**Exercise requirements**:
Your reply should hold exactly the lines from the one that contains "The component shall return one point per instance of the distant" through the end of the data. Repeat them word for word.

**Dataset extract**:
== Segment start ==

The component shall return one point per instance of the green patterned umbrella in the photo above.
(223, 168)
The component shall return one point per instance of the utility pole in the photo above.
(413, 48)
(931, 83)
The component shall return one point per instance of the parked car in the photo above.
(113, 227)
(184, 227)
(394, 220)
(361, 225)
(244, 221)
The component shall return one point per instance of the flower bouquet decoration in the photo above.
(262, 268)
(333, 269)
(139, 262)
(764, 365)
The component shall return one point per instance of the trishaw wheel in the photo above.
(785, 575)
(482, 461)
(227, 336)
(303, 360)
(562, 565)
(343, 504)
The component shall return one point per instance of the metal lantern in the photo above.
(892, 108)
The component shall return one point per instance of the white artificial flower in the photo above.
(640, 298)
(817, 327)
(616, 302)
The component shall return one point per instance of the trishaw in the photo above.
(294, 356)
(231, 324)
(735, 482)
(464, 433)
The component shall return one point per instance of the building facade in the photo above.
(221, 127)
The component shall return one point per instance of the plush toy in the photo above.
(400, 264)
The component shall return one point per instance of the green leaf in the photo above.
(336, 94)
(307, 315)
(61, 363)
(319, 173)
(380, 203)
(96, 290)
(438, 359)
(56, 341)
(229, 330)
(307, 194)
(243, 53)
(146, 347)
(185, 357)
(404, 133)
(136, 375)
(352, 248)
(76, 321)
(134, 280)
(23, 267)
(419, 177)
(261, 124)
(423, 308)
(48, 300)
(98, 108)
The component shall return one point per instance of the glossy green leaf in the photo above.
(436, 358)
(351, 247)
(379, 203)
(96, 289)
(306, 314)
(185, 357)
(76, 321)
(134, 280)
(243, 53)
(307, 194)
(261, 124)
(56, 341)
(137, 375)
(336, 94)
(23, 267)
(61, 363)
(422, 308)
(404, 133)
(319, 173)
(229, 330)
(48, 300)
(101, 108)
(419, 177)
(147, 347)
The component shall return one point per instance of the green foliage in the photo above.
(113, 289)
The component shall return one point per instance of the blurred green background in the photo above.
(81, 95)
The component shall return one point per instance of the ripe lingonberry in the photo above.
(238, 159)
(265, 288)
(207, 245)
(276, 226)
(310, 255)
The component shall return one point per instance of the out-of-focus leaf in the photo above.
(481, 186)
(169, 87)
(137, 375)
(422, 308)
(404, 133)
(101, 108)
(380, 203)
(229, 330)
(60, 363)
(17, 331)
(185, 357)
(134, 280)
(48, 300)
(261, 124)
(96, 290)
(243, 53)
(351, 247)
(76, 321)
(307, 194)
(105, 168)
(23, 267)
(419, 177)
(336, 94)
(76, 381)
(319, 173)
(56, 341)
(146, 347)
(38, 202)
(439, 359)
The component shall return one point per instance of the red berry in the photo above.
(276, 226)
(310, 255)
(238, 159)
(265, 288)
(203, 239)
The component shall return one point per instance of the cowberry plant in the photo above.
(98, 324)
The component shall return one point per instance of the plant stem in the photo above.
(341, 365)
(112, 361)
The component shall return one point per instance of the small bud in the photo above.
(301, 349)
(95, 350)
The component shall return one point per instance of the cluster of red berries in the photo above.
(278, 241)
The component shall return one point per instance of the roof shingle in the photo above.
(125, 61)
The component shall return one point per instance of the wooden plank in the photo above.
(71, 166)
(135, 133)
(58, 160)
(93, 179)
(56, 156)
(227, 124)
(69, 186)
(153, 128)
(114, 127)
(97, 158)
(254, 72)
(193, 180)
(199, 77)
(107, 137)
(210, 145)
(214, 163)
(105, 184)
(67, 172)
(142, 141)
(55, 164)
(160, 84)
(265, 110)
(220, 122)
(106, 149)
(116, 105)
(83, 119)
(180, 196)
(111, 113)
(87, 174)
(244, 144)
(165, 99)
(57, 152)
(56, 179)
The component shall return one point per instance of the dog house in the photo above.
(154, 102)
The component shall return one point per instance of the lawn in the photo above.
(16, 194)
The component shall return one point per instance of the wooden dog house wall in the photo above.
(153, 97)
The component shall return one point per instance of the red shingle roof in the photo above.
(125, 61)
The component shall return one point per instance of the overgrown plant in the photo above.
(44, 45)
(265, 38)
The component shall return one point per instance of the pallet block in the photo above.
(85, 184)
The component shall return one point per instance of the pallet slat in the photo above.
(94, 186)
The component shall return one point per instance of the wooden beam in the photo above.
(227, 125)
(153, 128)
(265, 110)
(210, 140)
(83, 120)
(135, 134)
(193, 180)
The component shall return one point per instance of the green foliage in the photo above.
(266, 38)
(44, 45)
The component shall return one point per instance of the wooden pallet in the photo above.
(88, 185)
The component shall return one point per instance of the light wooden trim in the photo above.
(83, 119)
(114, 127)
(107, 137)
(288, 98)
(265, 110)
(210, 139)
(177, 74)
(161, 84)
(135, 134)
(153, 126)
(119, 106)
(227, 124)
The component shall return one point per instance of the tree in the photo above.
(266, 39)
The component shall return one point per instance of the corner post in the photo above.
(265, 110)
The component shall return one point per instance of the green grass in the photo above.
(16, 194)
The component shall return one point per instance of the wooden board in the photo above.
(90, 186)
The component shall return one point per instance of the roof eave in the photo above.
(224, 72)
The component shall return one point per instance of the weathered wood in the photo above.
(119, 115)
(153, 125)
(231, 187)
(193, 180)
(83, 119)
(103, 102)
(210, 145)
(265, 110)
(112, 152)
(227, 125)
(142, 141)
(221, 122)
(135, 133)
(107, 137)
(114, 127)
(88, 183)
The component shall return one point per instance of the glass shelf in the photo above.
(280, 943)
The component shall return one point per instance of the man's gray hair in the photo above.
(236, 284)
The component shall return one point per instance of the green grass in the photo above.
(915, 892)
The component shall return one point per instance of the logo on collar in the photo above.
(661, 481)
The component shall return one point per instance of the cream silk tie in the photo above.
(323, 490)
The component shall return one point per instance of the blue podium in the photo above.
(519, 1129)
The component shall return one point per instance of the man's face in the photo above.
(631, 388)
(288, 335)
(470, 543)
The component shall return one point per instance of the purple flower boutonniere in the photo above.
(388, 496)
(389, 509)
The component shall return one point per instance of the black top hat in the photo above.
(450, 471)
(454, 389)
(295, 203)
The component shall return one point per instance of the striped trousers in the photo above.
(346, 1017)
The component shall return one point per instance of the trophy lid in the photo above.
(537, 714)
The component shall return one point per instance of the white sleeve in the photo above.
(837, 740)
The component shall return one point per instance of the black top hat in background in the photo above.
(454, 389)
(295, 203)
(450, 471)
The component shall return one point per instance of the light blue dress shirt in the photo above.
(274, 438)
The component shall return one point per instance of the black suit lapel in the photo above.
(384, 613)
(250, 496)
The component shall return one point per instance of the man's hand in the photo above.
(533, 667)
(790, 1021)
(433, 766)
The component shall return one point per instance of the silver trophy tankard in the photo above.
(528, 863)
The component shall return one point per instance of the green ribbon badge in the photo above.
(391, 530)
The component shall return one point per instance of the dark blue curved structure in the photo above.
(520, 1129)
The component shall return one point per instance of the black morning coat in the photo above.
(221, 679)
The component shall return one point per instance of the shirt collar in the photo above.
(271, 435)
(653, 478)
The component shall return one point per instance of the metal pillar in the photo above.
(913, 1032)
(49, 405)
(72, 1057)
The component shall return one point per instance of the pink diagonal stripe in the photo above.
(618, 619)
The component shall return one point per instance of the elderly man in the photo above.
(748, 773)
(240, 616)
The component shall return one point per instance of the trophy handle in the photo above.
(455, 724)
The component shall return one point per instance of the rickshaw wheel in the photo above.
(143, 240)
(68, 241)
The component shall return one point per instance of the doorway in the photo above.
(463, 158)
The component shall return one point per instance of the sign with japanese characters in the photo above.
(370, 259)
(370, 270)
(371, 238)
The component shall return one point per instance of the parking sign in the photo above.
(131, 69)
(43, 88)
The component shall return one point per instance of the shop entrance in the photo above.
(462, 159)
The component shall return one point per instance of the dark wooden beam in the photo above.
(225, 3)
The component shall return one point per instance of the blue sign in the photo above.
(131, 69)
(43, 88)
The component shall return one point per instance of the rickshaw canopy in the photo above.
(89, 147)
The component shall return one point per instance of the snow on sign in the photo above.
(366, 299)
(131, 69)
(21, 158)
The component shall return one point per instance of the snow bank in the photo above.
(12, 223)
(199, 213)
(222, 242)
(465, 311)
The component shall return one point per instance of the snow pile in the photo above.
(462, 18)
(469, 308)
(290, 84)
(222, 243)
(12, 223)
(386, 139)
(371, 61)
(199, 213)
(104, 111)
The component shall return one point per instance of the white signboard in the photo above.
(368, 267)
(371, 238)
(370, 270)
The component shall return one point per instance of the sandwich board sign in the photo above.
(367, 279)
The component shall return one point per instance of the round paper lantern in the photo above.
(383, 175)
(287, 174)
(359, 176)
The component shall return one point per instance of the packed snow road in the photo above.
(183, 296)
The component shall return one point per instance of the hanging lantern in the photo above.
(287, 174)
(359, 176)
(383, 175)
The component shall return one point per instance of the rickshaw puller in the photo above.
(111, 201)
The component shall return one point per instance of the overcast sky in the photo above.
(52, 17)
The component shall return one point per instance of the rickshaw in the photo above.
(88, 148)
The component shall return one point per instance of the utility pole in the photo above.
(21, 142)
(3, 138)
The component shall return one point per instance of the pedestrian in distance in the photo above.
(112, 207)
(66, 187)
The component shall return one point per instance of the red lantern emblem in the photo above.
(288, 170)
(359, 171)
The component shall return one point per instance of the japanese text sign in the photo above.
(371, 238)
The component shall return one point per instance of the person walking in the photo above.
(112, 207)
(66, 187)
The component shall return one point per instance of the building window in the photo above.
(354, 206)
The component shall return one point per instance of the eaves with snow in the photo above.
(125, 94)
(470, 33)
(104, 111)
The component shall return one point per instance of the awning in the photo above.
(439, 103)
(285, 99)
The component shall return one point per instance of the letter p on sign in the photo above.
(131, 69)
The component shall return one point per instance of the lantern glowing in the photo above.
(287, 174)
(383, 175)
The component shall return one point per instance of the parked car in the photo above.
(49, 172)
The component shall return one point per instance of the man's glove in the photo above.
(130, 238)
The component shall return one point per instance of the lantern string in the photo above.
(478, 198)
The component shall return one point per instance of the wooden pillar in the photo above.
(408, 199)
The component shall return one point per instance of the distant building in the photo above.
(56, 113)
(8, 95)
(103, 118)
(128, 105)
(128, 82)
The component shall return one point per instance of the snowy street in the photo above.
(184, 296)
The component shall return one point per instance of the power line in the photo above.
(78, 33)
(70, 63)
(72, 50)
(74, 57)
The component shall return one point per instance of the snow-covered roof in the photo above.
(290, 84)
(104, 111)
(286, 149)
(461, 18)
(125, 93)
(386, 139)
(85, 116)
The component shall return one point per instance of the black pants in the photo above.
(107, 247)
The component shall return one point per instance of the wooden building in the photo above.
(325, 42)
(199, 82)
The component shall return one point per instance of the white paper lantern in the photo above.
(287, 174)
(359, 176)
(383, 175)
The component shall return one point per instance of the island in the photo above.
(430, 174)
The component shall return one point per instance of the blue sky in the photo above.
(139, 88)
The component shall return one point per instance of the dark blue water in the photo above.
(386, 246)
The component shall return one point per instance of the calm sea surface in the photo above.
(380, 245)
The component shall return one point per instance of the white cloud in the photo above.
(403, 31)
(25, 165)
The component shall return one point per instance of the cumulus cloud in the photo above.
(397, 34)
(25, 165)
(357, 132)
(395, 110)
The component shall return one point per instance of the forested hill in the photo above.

== Segment end ==

**Exercise answer**:
The component shall return one point per instance of the distant building in the photo above.
(56, 113)
(8, 95)
(103, 118)
(128, 105)
(128, 82)
The component shall return one point per instance of the snowy street in the photo above.
(184, 296)
The component shall return one point per instance of the power line in the photo above.
(78, 33)
(70, 63)
(72, 50)
(74, 57)
The component shall return one point per instance of the snow-covered roof in the photo above.
(290, 84)
(104, 111)
(286, 149)
(461, 18)
(125, 93)
(386, 139)
(85, 116)
The component shall return one point per instance of the black pants in the photo above.
(107, 247)
The component shall return one point per instance of the wooden building in the photo above.
(325, 42)
(199, 82)
The component shall return one point per instance of the white paper lantern in the photo above.
(287, 174)
(359, 176)
(383, 175)
The component shall return one point per instance of the island in the photo above.
(430, 174)
The component shall return one point per instance of the blue sky in the photo above.
(139, 88)
The component shall return one point per instance of the dark blue water in the photo above.
(386, 246)
The component shall return one point per instance of the calm sea surface in the photo above.
(380, 245)
The component shall return one point per instance of the white cloud in the photo above.
(403, 31)
(25, 165)
The component shall return one point per instance of the cumulus cloud in the photo above.
(397, 34)
(25, 165)
(357, 132)
(395, 110)
The component shall return one point per instance of the forested hill in the photo above.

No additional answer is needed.